== RECORDS
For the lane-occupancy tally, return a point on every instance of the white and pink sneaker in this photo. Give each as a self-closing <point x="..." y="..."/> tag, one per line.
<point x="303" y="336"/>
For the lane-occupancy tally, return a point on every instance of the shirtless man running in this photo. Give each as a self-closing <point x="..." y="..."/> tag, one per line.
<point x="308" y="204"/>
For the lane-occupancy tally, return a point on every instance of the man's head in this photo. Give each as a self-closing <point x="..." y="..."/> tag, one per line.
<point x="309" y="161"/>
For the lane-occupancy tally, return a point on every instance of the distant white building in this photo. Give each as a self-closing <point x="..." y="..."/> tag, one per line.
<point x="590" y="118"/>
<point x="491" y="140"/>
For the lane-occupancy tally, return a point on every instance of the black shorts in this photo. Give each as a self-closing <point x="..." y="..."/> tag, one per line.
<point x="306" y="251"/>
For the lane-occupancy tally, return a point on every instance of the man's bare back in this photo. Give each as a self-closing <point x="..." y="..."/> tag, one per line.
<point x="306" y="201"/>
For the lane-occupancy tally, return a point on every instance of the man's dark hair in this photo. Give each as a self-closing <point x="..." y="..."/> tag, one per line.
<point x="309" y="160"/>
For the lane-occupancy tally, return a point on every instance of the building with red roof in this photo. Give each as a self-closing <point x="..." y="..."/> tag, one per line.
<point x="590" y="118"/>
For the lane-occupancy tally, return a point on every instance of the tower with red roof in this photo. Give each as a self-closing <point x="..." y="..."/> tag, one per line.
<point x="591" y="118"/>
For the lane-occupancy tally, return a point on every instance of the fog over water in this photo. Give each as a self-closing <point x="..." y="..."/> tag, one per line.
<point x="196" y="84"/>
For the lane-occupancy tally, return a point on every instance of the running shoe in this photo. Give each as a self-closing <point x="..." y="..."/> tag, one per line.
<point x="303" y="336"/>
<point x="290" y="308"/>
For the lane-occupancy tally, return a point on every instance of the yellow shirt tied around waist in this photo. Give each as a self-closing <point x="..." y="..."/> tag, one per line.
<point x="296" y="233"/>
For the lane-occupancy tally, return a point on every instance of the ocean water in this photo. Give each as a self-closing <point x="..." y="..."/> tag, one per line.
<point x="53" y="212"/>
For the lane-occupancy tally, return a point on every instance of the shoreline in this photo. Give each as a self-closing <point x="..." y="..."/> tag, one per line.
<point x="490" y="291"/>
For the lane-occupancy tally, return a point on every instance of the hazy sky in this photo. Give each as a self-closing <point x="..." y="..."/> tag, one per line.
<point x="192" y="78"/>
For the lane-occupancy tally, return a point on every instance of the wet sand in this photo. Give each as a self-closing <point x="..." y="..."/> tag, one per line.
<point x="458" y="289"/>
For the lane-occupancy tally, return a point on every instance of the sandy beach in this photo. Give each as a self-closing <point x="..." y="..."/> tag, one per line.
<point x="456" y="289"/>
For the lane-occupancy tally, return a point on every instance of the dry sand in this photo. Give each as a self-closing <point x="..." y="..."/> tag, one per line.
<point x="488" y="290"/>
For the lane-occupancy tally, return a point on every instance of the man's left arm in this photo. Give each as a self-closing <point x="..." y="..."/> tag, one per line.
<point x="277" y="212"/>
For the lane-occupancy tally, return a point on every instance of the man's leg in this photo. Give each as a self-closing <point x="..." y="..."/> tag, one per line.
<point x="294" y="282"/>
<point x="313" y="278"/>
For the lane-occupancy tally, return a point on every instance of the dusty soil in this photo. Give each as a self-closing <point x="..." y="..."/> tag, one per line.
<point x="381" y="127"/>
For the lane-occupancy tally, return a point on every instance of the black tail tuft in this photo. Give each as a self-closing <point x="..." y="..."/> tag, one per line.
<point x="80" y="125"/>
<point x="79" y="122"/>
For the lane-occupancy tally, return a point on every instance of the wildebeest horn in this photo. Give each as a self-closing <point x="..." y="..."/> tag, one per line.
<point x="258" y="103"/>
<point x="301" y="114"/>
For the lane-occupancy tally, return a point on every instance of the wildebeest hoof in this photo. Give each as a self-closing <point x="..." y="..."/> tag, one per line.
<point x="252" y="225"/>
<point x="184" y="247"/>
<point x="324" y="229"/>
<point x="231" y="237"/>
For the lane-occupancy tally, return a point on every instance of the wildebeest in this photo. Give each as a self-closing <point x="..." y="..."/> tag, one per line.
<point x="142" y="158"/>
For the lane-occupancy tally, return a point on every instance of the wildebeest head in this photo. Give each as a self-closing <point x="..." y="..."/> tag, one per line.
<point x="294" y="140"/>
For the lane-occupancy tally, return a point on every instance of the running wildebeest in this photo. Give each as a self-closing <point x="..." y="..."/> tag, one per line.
====
> _THE PROBLEM_: From the records above, extract every entry verbatim.

> _OUTPUT FOR THIS EXERCISE_:
For the lane-occupancy tally, return a point on every instance of the white and pink sneaker in this photo. Give each as a self-closing <point x="..." y="..."/> tag, one per line.
<point x="303" y="336"/>
For the lane-occupancy tally, return a point on every instance of the shirtless man running in this photo. Give each as a self-closing <point x="..." y="..."/> tag, one per line.
<point x="308" y="204"/>
For the lane-occupancy tally, return a point on every instance of the man's head in this photo. Give each as a self-closing <point x="..." y="..."/> tag, one per line.
<point x="309" y="161"/>
For the lane-occupancy tally, return a point on every instance of the distant white building in this photo. Give each as a self-closing <point x="..." y="..."/> tag, one per line.
<point x="590" y="118"/>
<point x="491" y="140"/>
For the lane-occupancy tally, return a point on every instance of the black shorts in this photo. Give each as a self-closing <point x="..." y="..."/> tag, one per line.
<point x="306" y="251"/>
For the lane-occupancy tally, return a point on every instance of the man's bare back in this photo. Give each as a self-closing <point x="..." y="..."/> tag, one per line.
<point x="306" y="201"/>
For the lane-occupancy tally, return a point on every instance of the man's dark hair in this photo. Give each as a self-closing <point x="..." y="..."/> tag, one per line.
<point x="309" y="160"/>
For the lane-occupancy tally, return a point on every instance of the building with red roof in this photo. Give each as a self-closing <point x="..." y="..."/> tag, one per line.
<point x="590" y="118"/>
For the lane-occupancy tally, return a point on every instance of the tower with red roof in this photo. Give each as a self-closing <point x="..." y="..."/> tag, one per line.
<point x="591" y="118"/>
For the lane-occupancy tally, return a point on every instance of the fog over water in this photo. Give each as a self-closing <point x="..." y="..."/> tag, one per line.
<point x="196" y="84"/>
For the lane-occupancy tally, return a point on every instance of the running shoe in this photo. Give each as a self-closing <point x="..." y="..."/> tag, one per line.
<point x="303" y="336"/>
<point x="290" y="308"/>
For the lane-occupancy tally, return a point on every instance of the yellow shirt tied around waist in this photo. Give each as a self-closing <point x="..." y="..."/> tag, one per line.
<point x="296" y="233"/>
For the lane-occupancy tally, return a point on every instance of the ocean water in this photo. Give each as a self-closing <point x="..." y="..."/> tag, one per line.
<point x="53" y="212"/>
For the lane-occupancy tally, return a point on every instance of the shoreline in this photo. Give each as a self-closing <point x="..." y="..."/> tag, one per line.
<point x="490" y="291"/>
For the lane-occupancy tally, return a point on every instance of the hazy sky in this photo. Give each as a self-closing <point x="..." y="..."/> tag, one per line.
<point x="192" y="78"/>
For the lane-occupancy tally, return a point on every instance of the wet sand in this photo. Give each as a self-closing <point x="..." y="..."/> tag, one per line.
<point x="458" y="289"/>
For the lane-occupancy tally, return a point on every instance of the sandy beach in this photo. Give each as a self-closing <point x="..." y="..."/> tag, one per line.
<point x="456" y="289"/>
For the lane-occupancy tally, return a point on every instance of the dry sand in this photo. Give each as a self-closing <point x="..." y="..."/> tag, one per line.
<point x="488" y="290"/>
For the lane-occupancy tally, return a point on every instance of the man's left arm in this photo. Give each as a self-closing <point x="..." y="..."/> tag, one per line.
<point x="277" y="212"/>
For the lane-occupancy tally, return a point on every instance of the man's leg in this photo. Give each as a self-closing <point x="..." y="..."/> tag, one per line.
<point x="294" y="282"/>
<point x="313" y="278"/>
For the lane-occupancy tally, return a point on every instance of the dusty soil in this photo. Give each as a self-closing <point x="..." y="..."/> tag, one per line.
<point x="381" y="127"/>
For the lane-occupancy tally, return a point on every instance of the black tail tuft in this photo. Give each as a self-closing <point x="..." y="..."/> tag, one per line.
<point x="80" y="125"/>
<point x="79" y="122"/>
For the lane-occupancy tally, return a point on every instance of the wildebeest horn in this photo. Give each as a self-closing <point x="..." y="..."/> tag, one per line.
<point x="258" y="103"/>
<point x="301" y="114"/>
For the lane-occupancy tally, return a point on every instance of the wildebeest hoof in this photo. Give each as a self-closing <point x="..." y="..."/> tag, one per line.
<point x="252" y="225"/>
<point x="184" y="247"/>
<point x="324" y="229"/>
<point x="231" y="237"/>
For the lane-occupancy tally, return a point on every instance of the wildebeest in this photo. Give each as a self-closing <point x="..." y="..."/> tag, one per line.
<point x="142" y="158"/>
For the lane-occupancy tally, return a point on every instance of the wildebeest head in this photo. Give each as a self-closing <point x="..." y="..."/> tag, one per line.
<point x="294" y="140"/>
For the lane-occupancy tally, return a point on every instance of the running wildebeest in this photo. Give each as a self-closing <point x="..." y="..."/> tag, one per line.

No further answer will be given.